Tasks to carry out
1. Retype the part of the text on enforced disappearance in Germany from "During the period" to "on the issue.".
2. Tell whether each statement agrees with the text on enforced disappearance in Germany, answering yes or no and quoting the words that decide it: (a) The Federal Government held that the Convention requires States parties to create an autonomous offence of enforced disappearance. (b) Several departments of the Ministry held discussions in February 2020. (c) The proceedings in Koblenz Higher Regional Court were against three members of the Syrian intelligence service.

Text passage

---

A representative of Germany said that the Federal Government believed that States parties were not required under the Convention to create an autonomous offence of enforced disappearance. Various forms of enforced disappearance could be prosecuted under the existing criminal legislation. However, given the importance of the issue, the authorities had discussed the possibility of creating an autonomous offence but had failed to reach any agreement to date. The Committee’s recommendations would have a major impact on the legal system, primarily in terms of prescribed sentences and statutes of limitations.

During the period from 2014 to 2016, the Federal Government had engaged in intensive oral and written exchanges on enforced disappearances with civil society, Amnesty International and the European Center for Constitutional and Human Rights. There had also been discussions and exchanges of documents in the Bundestag, the parliament of Germany, involving, for example, the Parliamentary State Secretary of the Federal Ministry of Justice and the Chair of the Bundestag Human Rights Committee. Ms. Lochbihler had also communicated in 2020 with the Minister of Justice. An internal assessment had been undertaken in recent years in the Criminal Law Department of the Ministry, and discussions had been held among diverse departments of the Ministry in February 2020 to assess the positions of civil society on the issue.

The criminal proceedings in Koblenz Higher Regional Court against two members of the Syrian intelligence service and the proceedings concerning the abduction of a Vietnamese citizen from Berlin had drawn the attention of the entire country to the crime of enforced disappearances.

A representative of Germany said that the interpretation and assessment of the provisions of the Convention regarding the status of enforced disappearance as a separate or autonomous offence should be left to legal scholars. It was clearly an extremely complex offence involving more than mere deprivation of liberty and the falsification or destruction of documents. It should be borne in mind, however, that section 46 of the German Criminal Code concerning penalties provided for the imposition of harsh penalties for diverse serious offences, and the section was invoked by the courts in practice.

---

Rows from a box labeling dataset
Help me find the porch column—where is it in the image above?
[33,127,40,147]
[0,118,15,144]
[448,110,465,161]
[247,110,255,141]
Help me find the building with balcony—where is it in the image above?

---

Expected results
1.
During the period from 2014 to 2016, the Federal Government had engaged in intensive oral and written exchanges on enforced disappearances with civil society, Amnesty International and the European Center for Constitutional and Human Rights. There had also been discussions and exchanges of documents in the Bundestag, the parliament of Germany, involving, for example, the Parliamentary State Secretary of the Federal Ministry of Justice and the Chair of the Bundestag Human Rights Committee. Ms. Lochbihler had also communicated in 2020 with the Minister of Justice. An internal assessment had been undertaken in recent years in the Criminal Law Department of the Ministry, and discussions had been held among diverse departments of the Ministry in February 2020 to assess the positions of civil society on the issue.

2.
(a) No: "States parties were not required under the Convention to create an autonomous offence of enforced disappearance."
(b) Yes: "discussions had been held among diverse departments of the Ministry in February 2020"
(c) No: "against two members of the Syrian intelligence service"